### 作業内容
1 – 恋愛漫画の感想を述べた課題文を、一字一句変えずに全文書き写してください。
2 – 記録の中から「soil」という語を含む行をすべて抜き出して示してください。

登場するキャラクターは皆恋をしていますが、それぞれが報われることはなく…。
ただの恋愛漫画とはまた一味違う、恋する気持ちだけではその先はない、何も生み出すことはできないといった現実的な心理が描かれていました。
夢のある少女漫画とは対照的だと思いましたが、だからこそ現実を見るようなこの作品に胸を打たれるものがありました。

それぞれが失恋したのだと思います。
互いに思いあっていたエツ子さんと正樹さえ、このような形で側にいても真に望んでいたものは手に入らない、互いに腐ってゆくだけなのだと気付いてしまったのだなぁ、と思うとまた切なかったです。
エツ子さんの事情は全て知ることはできなかったので、彼女に今後救いはあるのだろうかと少し心配です。

### 提示された記録
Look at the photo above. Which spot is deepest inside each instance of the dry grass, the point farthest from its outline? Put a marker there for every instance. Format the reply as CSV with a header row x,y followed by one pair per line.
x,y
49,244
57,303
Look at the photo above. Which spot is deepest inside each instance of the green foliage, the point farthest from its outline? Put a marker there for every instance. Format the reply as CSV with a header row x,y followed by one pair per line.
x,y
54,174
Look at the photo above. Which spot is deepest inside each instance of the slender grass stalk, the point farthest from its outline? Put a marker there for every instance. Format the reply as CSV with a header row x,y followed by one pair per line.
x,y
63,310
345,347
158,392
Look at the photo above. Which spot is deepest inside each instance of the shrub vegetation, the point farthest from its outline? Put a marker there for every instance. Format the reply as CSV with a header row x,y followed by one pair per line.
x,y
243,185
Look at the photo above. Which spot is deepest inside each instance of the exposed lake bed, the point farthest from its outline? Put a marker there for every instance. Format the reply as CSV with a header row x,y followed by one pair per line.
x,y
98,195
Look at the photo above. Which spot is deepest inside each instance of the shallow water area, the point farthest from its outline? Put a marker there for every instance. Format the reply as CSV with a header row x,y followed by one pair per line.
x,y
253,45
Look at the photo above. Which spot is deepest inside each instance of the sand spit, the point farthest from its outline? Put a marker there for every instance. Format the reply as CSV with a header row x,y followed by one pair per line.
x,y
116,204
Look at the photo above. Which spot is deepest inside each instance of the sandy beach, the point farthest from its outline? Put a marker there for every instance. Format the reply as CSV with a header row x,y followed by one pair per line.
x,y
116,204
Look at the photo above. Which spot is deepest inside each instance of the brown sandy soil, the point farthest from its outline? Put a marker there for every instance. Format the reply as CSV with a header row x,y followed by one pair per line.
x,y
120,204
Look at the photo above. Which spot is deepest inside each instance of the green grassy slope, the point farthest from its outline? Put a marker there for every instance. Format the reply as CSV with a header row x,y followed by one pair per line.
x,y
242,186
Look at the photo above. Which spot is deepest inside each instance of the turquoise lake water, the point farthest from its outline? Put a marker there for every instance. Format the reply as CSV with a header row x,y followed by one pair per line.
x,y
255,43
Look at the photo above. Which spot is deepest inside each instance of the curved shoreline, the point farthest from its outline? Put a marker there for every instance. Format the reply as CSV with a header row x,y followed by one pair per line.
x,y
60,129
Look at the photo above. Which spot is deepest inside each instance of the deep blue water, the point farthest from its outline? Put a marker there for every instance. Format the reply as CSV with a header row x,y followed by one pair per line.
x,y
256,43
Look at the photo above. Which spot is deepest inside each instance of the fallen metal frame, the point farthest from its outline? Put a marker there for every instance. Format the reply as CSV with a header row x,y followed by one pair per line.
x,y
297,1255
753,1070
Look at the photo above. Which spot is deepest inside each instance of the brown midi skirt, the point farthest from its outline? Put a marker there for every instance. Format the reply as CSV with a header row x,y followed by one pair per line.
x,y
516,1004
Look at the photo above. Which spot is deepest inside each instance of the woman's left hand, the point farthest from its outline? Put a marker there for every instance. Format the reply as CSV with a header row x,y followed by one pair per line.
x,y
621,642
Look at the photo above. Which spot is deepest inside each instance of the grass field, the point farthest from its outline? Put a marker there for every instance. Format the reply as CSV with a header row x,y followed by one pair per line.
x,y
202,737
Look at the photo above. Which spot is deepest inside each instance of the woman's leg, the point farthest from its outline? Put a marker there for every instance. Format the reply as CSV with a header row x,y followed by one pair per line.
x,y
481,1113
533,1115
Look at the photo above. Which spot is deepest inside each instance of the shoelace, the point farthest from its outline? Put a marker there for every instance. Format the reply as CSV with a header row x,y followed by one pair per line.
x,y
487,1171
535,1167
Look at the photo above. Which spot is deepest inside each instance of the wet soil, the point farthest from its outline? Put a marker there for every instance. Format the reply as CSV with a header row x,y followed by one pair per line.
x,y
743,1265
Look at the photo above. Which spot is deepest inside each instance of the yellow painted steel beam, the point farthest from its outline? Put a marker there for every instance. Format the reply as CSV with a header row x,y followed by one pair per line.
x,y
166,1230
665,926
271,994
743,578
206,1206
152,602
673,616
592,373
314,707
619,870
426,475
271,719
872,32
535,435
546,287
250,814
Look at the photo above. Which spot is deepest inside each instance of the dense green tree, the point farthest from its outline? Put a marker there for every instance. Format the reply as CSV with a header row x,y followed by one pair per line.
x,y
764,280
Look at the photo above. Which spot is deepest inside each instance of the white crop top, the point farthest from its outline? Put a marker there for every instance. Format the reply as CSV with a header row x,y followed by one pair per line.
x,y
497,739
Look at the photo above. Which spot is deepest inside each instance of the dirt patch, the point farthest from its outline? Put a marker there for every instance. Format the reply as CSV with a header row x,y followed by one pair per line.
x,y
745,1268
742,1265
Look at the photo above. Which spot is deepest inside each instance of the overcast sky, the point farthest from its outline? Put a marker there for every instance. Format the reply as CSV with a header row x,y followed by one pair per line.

### 解答例
1 –
登場するキャラクターは皆恋をしていますが、それぞれが報われることはなく…。
ただの恋愛漫画とはまた一味違う、恋する気持ちだけではその先はない、何も生み出すことはできないといった現実的な心理が描かれていました。
夢のある少女漫画とは対照的だと思いましたが、だからこそ現実を見るようなこの作品に胸を打たれるものがありました。

それぞれが失恋したのだと思います。
互いに思いあっていたエツ子さんと正樹さえ、このような形で側にいても真に望んでいたものは手に入らない、互いに腐ってゆくだけなのだと気付いてしまったのだなぁ、と思うとまた切なかったです。
エツ子さんの事情は全て知ることはできなかったので、彼女に今後救いはあるのだろうかと少し心配です。

2 –
Look at the photo above. Which spot is deepest inside each instance of the brown sandy soil, the point farthest from its outline? Put a marker there for every instance. Format the reply as CSV with a header row x,y followed by one pair per line.
Look at the photo above. Which spot is deepest inside each instance of the wet soil, the point farthest from its outline? Put a marker there for every instance. Format the reply as CSV with a header row x,y followed by one pair per line.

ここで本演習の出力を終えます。